Selected passage -

------------------------------

Cleaning the air would make asthma forgettable
Courtesy of The San Francisco Chronicle By Kari Nadeau
Jaxin Woodward is a 9-year-old runner from Vacaville, and she's already making a mark. Nationally ranked, she participates in Junior Olympic Track and Field.
"I like that you get to exercise," she says, "and I like that you just get to run and be free."
What makes her achievements especially remarkable is that Jaxin has asthma - severe asthma. She controls it with twice-daily medicine and careful monitoring. Her parents work with an asthma case manager to make sure their daughter stays safe. In a state where 90 percent of us live in areas with unhealthy air, staying safe can be a challenge.
As a pediatrician who specializes in asthma and allergies, I believe Jaxin is one small but precious reason among millions why adopting new pollution standards for cars is so important. Cars and trucks are the major source of the kinds of pollution, including smog and soot, that can trigger asthma attacks, heart attacks and other serious, and even deadly, health problems. Cleaning up vehicles is an essential part of cleaning up California's air.
A recent report from the American Lung Association in California finds that these new pollution standards, now being considered by the California Air Resources Board, could reduce our state's vehicle pollution-related health impacts - including asthma attacks, premature deaths, hospitalizations, and lost school and work days - by up to 70 percent. Add it all up, and we Californians could avoid more than $7 billion in health and other societal costs every year.
CARB's standards are designed to dovetail with the federal government's next round of fuel economy standards, which will require carmakers to increase miles per gallon in the years 2017-2025. Beginning in 2017, cars sold in California would require better smog and particle pollution controls, and meet higher greenhouse gas emission standards and requirements for zero-emission vehicles.
For Jaxin's mother, Da'Fona Jackson, a school psychologist, cleaning up what comes out of cars' tailpipes makes a lot of sense.

------------------------------

Information shown -
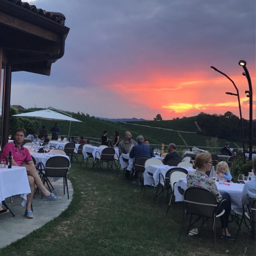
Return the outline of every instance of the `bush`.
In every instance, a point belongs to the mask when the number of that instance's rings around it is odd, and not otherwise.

------------------------------

Tasks for this exercise -
A: Decide whether each statement agrees with the article on asthma and clean air. Answer yes or no for each, quoting the words that settle it.
(i) Jaxin Woodward is nine years old.
(ii) The report on the health effects of the new standards came from the California Air Resources Board.
(iii) The stricter requirements for cars sold in California would start in 2015.
B: According to the article on asthma and clean air, what share of Californians live in areas with unhealthy air?
C: Write the next part of the article on asthma and clean air, picking up after its final sentence.
The data above is separate material and has no connection to the article on asthma and clean air.

Per-task answers -
A:
(i) Yes: "Jaxin Woodward is a 9-year-old runner from Vacaville"
(ii) No: "A recent report from the American Lung Association in California"
(iii) No: "Beginning in 2017, cars sold in California would require better smog and particle pollution controls"

B: 90 percent.

C:
"It matters to us because the more pollution there is in the air the more medication she has to take, the more monitoring we have to do, the more there's a chance we have to increase her dosages to allow her to function like a child who doesn't have asthma," she said.
As a physician, I have seen the suffering firsthand. It is true that an ounce of prevention is worth a pound of cure.
Jaxin's mother describes witnessing a child's asthma attack this way: "She can't get a full breath. You see panic in her eyes. It strikes fear to your bones - there's something out there that you have no control over."
But we in California do have control over what we put into our air. We can insist on cleaner cars, and less pollution.
When you ask Jaxin what it's like to have an asthma attack, she replies, "I've never had one." The truth is, she has - but it was long enough ago that she has forgotten it.
Through careful monitoring and medication, she has not had an asthma attack in years - despite having a severe form of asthma, despite living in an area where air quality is not the best, and despite spending much of her free time outside, playing sports and running track.
It is a blessing that she cannot remember what it is like to have an asthma attack. Cleaning up California's cars can help make it increasingly less likely that she ever will.
Kari Nadeau is a volunteer physician with the American Lung Association in California and an asthma, allergy and immunology specialist at Stanford University Medical Center.